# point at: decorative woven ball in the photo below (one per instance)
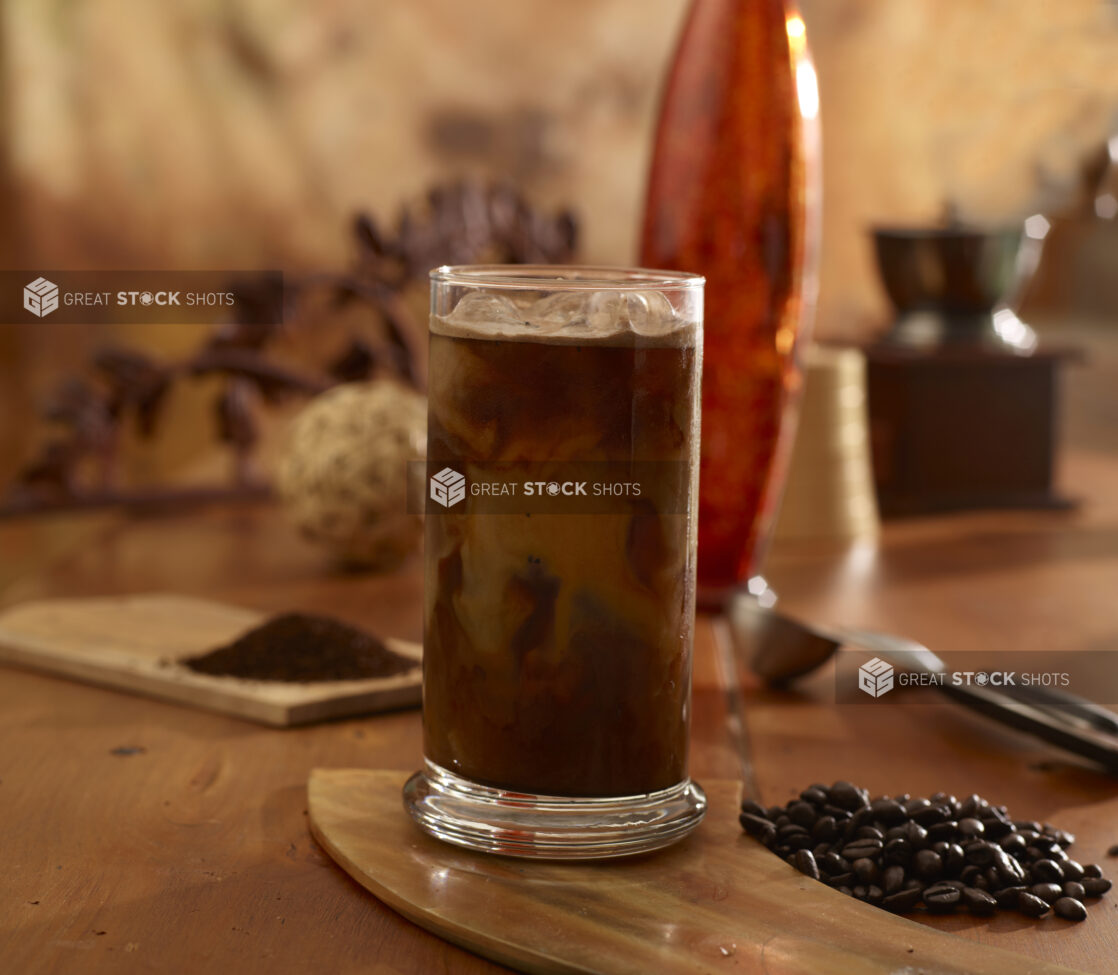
(343, 476)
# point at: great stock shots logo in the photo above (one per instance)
(875, 678)
(447, 486)
(40, 296)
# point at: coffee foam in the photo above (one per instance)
(602, 318)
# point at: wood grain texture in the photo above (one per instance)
(718, 901)
(134, 643)
(195, 855)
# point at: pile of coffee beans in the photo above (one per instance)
(943, 853)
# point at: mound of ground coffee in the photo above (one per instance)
(939, 853)
(299, 647)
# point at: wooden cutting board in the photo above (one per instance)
(134, 643)
(716, 902)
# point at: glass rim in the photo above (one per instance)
(566, 277)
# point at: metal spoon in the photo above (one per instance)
(780, 649)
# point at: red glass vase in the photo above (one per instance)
(733, 193)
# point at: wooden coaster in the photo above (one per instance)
(718, 901)
(133, 644)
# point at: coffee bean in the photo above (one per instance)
(1096, 886)
(902, 901)
(888, 811)
(804, 861)
(1007, 897)
(846, 795)
(946, 830)
(954, 859)
(815, 794)
(862, 848)
(825, 830)
(892, 879)
(1072, 870)
(1031, 905)
(1008, 870)
(803, 814)
(1071, 909)
(1045, 871)
(897, 851)
(941, 898)
(981, 852)
(970, 829)
(978, 901)
(1047, 891)
(928, 864)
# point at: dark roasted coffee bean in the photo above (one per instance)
(1031, 905)
(902, 901)
(941, 898)
(1072, 870)
(862, 848)
(846, 795)
(968, 873)
(897, 851)
(1070, 909)
(892, 879)
(996, 830)
(1007, 897)
(979, 852)
(888, 811)
(1045, 871)
(825, 830)
(1096, 886)
(1047, 891)
(954, 859)
(915, 805)
(1008, 870)
(815, 794)
(978, 901)
(754, 808)
(946, 830)
(865, 871)
(1073, 888)
(803, 814)
(928, 864)
(804, 861)
(970, 829)
(916, 834)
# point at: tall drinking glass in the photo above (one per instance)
(560, 560)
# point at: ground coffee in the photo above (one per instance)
(299, 647)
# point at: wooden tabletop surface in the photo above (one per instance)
(144, 836)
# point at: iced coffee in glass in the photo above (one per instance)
(560, 560)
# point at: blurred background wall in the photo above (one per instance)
(245, 133)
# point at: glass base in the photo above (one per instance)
(549, 827)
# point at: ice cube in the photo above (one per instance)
(481, 312)
(650, 313)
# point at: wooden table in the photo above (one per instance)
(142, 836)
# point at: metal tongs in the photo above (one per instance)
(779, 649)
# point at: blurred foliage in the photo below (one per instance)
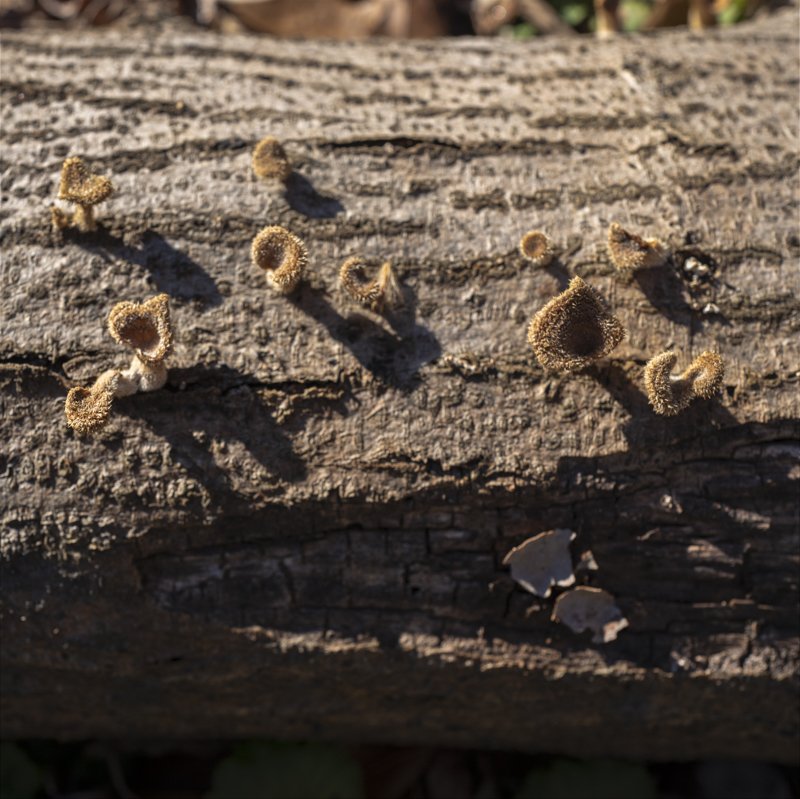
(287, 771)
(589, 779)
(20, 778)
(733, 11)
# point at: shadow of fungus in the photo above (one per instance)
(664, 290)
(173, 272)
(302, 197)
(217, 405)
(391, 348)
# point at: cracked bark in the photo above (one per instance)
(302, 535)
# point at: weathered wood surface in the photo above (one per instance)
(302, 535)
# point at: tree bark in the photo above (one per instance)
(302, 535)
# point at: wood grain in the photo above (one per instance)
(302, 535)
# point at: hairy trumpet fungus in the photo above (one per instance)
(382, 292)
(79, 186)
(574, 329)
(270, 160)
(145, 327)
(147, 330)
(629, 251)
(670, 394)
(537, 248)
(87, 409)
(282, 255)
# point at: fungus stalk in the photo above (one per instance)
(537, 248)
(670, 394)
(282, 255)
(270, 160)
(383, 292)
(79, 186)
(147, 330)
(574, 329)
(628, 251)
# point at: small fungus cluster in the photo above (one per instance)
(381, 293)
(670, 394)
(573, 330)
(537, 247)
(282, 255)
(85, 190)
(576, 327)
(629, 252)
(270, 161)
(144, 328)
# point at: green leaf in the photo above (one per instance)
(634, 14)
(287, 771)
(734, 12)
(589, 779)
(20, 777)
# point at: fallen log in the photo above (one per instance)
(302, 535)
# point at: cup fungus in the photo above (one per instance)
(537, 247)
(574, 329)
(542, 562)
(382, 292)
(586, 608)
(629, 251)
(670, 394)
(270, 160)
(88, 409)
(79, 186)
(282, 255)
(147, 330)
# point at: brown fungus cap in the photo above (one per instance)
(574, 329)
(670, 394)
(628, 251)
(282, 255)
(537, 247)
(382, 292)
(88, 409)
(144, 327)
(270, 160)
(79, 186)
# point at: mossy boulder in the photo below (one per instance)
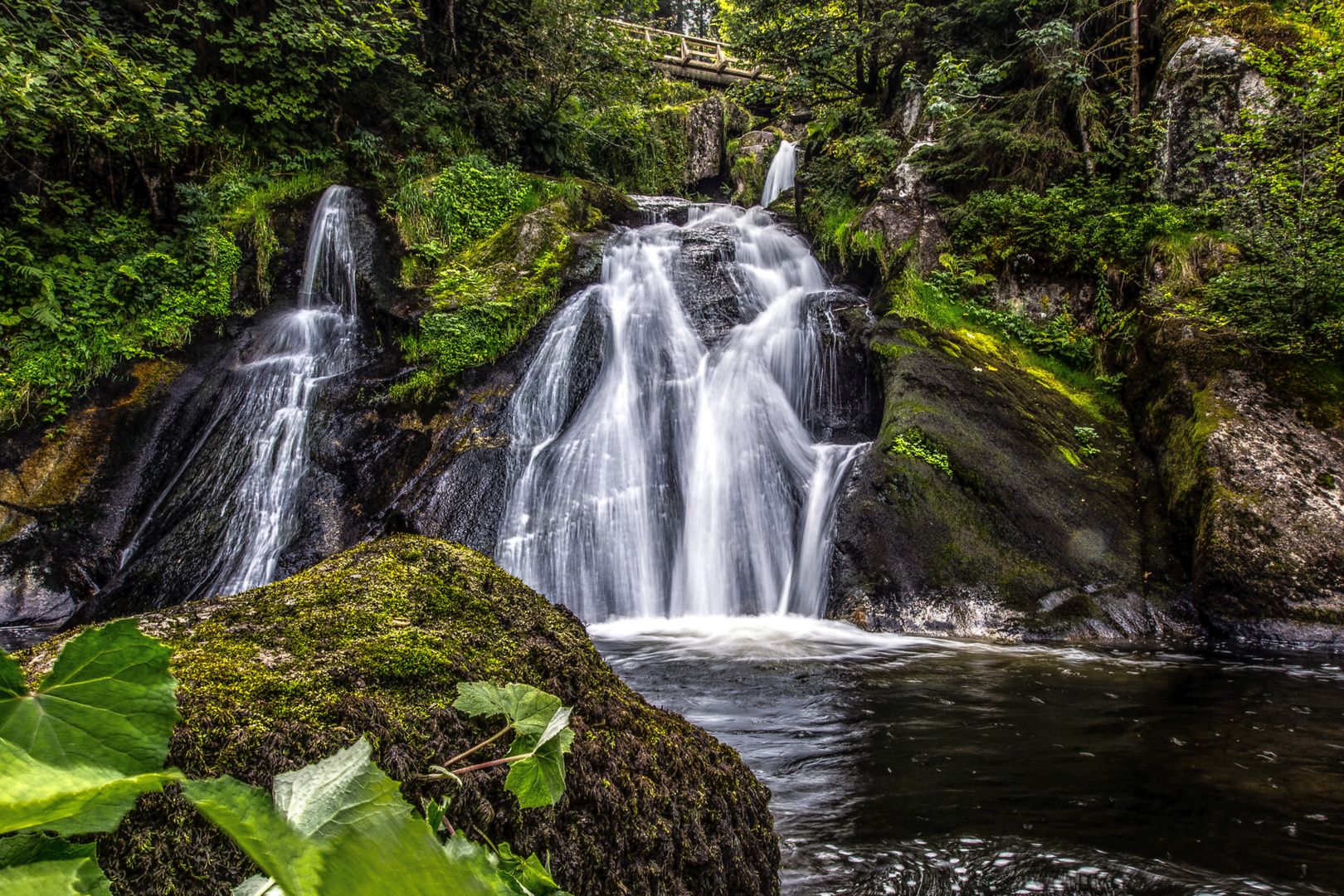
(374, 641)
(1250, 450)
(997, 500)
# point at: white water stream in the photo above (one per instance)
(254, 479)
(686, 483)
(780, 176)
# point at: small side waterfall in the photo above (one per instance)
(686, 483)
(246, 468)
(780, 176)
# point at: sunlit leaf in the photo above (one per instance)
(67, 800)
(110, 702)
(526, 707)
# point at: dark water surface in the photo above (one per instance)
(905, 765)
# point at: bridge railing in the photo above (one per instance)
(699, 58)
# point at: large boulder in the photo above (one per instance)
(1250, 450)
(1205, 88)
(997, 500)
(373, 642)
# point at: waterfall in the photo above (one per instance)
(686, 481)
(245, 470)
(780, 176)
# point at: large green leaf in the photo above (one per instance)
(402, 857)
(11, 679)
(110, 702)
(539, 779)
(526, 707)
(67, 800)
(38, 865)
(324, 798)
(247, 816)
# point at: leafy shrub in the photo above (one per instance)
(75, 755)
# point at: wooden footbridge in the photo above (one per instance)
(693, 58)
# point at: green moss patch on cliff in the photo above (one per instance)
(489, 296)
(984, 480)
(374, 641)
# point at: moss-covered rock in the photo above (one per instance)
(374, 641)
(1250, 450)
(997, 500)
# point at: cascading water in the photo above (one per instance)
(686, 481)
(258, 434)
(780, 176)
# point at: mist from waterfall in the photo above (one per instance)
(780, 176)
(686, 481)
(257, 455)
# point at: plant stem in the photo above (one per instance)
(485, 743)
(494, 762)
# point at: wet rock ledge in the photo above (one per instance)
(375, 640)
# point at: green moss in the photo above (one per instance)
(917, 445)
(374, 641)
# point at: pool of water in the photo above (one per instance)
(905, 765)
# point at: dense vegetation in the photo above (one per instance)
(78, 751)
(140, 145)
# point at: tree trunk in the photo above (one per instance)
(1133, 58)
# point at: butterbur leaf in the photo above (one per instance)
(528, 874)
(38, 865)
(526, 707)
(67, 800)
(108, 703)
(539, 779)
(558, 723)
(402, 857)
(344, 789)
(247, 816)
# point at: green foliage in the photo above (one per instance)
(1086, 437)
(38, 865)
(542, 737)
(1287, 206)
(99, 288)
(917, 445)
(336, 828)
(1081, 227)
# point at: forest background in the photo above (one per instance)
(143, 143)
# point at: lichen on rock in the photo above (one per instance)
(373, 641)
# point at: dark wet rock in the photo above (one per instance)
(373, 641)
(905, 214)
(1205, 88)
(1250, 451)
(1003, 509)
(706, 280)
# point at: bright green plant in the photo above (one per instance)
(77, 752)
(917, 445)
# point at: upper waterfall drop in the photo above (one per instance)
(780, 176)
(686, 480)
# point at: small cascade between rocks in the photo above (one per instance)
(686, 481)
(780, 176)
(244, 484)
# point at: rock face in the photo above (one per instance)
(906, 218)
(1205, 88)
(374, 641)
(1252, 458)
(980, 511)
(709, 125)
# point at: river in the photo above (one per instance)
(910, 765)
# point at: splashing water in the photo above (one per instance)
(258, 431)
(686, 481)
(780, 176)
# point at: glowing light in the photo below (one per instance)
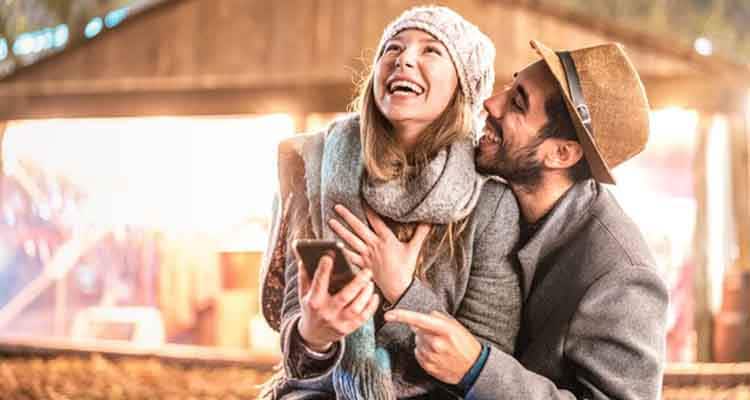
(703, 46)
(114, 18)
(3, 48)
(24, 44)
(93, 28)
(672, 128)
(167, 173)
(718, 209)
(43, 40)
(61, 35)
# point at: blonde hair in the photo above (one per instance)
(385, 160)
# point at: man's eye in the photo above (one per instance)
(516, 104)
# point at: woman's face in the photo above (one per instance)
(414, 80)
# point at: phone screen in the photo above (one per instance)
(311, 250)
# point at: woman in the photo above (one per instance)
(440, 233)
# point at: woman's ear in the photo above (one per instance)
(562, 154)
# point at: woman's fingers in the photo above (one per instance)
(351, 239)
(353, 258)
(359, 227)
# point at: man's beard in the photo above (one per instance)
(521, 168)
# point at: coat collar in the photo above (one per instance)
(564, 220)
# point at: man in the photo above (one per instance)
(594, 307)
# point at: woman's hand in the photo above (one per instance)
(391, 261)
(328, 318)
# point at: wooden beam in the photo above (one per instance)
(684, 92)
(701, 281)
(326, 98)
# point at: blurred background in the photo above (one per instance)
(137, 170)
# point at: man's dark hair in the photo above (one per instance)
(560, 126)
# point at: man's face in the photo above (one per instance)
(509, 147)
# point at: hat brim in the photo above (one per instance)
(599, 168)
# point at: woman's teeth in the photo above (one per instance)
(405, 86)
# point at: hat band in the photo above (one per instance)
(576, 94)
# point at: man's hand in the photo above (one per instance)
(444, 348)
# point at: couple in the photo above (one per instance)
(469, 288)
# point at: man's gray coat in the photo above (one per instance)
(594, 309)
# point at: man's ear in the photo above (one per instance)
(562, 154)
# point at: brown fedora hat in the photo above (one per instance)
(606, 100)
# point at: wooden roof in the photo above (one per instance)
(211, 57)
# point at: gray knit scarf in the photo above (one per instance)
(446, 190)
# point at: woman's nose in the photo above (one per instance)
(406, 59)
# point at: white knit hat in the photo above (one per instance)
(471, 51)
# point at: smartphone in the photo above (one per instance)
(311, 250)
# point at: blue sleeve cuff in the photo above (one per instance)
(463, 387)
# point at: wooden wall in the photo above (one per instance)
(255, 56)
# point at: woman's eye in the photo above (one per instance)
(432, 49)
(392, 47)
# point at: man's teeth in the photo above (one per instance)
(405, 85)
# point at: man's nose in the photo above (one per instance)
(494, 105)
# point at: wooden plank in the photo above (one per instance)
(292, 50)
(328, 98)
(740, 196)
(701, 282)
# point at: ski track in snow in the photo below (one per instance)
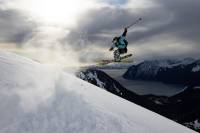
(35, 98)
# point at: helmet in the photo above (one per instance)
(115, 39)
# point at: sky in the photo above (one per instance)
(79, 31)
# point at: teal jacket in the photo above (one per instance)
(121, 43)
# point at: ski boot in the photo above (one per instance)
(117, 57)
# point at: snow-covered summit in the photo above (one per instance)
(35, 98)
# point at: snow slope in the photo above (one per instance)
(39, 99)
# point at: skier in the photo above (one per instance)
(121, 44)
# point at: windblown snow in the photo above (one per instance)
(35, 98)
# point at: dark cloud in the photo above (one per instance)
(15, 27)
(179, 19)
(100, 25)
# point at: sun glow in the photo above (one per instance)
(55, 11)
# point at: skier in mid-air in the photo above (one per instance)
(121, 44)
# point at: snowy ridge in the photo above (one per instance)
(151, 68)
(37, 99)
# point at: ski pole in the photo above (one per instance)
(137, 21)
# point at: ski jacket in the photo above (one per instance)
(121, 42)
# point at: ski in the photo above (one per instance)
(104, 62)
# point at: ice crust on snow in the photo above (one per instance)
(35, 98)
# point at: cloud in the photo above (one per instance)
(174, 22)
(15, 27)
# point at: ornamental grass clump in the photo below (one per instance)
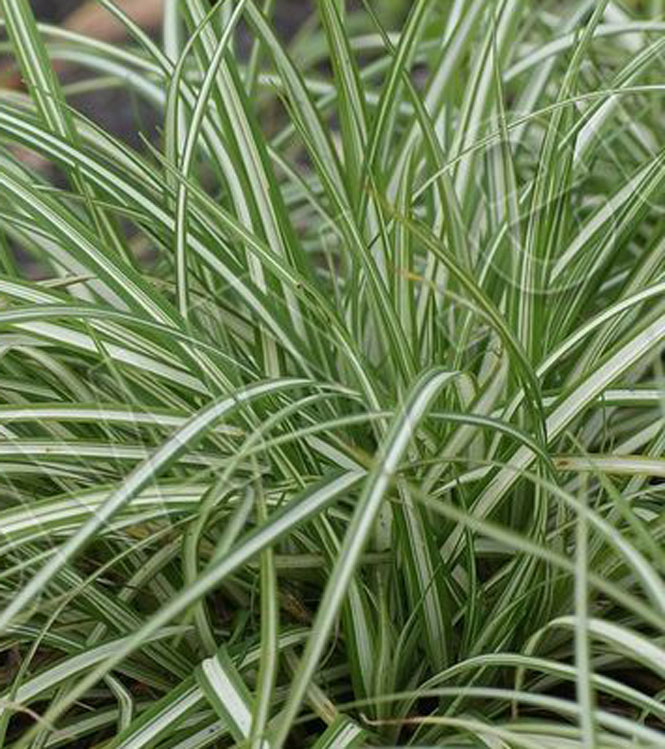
(331, 414)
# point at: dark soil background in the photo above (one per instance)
(119, 112)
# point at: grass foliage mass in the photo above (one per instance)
(332, 415)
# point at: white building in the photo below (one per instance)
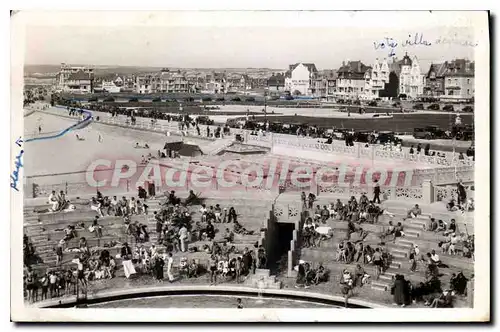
(351, 82)
(375, 79)
(411, 79)
(77, 79)
(110, 87)
(298, 78)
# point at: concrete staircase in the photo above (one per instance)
(263, 279)
(399, 250)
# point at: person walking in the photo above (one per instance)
(376, 192)
(170, 263)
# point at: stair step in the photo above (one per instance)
(385, 277)
(395, 265)
(380, 285)
(379, 288)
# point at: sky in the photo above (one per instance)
(237, 47)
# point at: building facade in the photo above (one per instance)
(434, 80)
(459, 80)
(351, 83)
(215, 83)
(163, 82)
(76, 79)
(376, 79)
(276, 84)
(298, 79)
(411, 80)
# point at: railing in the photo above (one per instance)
(376, 152)
(452, 170)
(447, 193)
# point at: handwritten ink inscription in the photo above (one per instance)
(418, 39)
(14, 178)
(391, 44)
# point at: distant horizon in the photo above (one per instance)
(247, 47)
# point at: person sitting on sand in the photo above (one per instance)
(53, 200)
(414, 212)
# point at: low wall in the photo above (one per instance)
(307, 149)
(141, 292)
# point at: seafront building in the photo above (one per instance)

## WHAT YOU HAVE TO DO
Starting at the line with "# point at: stair", copy every line up to and including the last one in the entries above.

## SOLUTION FOR THIS PROBLEM
# point at: stair step in the photo above (one per instance)
(385, 277)
(395, 265)
(380, 285)
(379, 288)
# point at: sky in the photo above (one per instance)
(237, 47)
# point at: building facade in the photo above (one per instance)
(434, 80)
(459, 80)
(351, 83)
(215, 83)
(163, 82)
(76, 79)
(376, 79)
(276, 84)
(298, 79)
(411, 80)
# point at: railing in the photo above (one per instance)
(376, 152)
(452, 170)
(447, 193)
# point at: handwritten ink inscription in the photo above (one per instance)
(418, 39)
(14, 178)
(391, 44)
# point at: distant horizon in the photo above (one per instance)
(247, 47)
# point at: person sitting on sand in the photo above (one per instance)
(53, 200)
(414, 212)
# point at: low wall in the photo above (one per instance)
(307, 149)
(141, 292)
# point at: seafront building in the photo above (one per instance)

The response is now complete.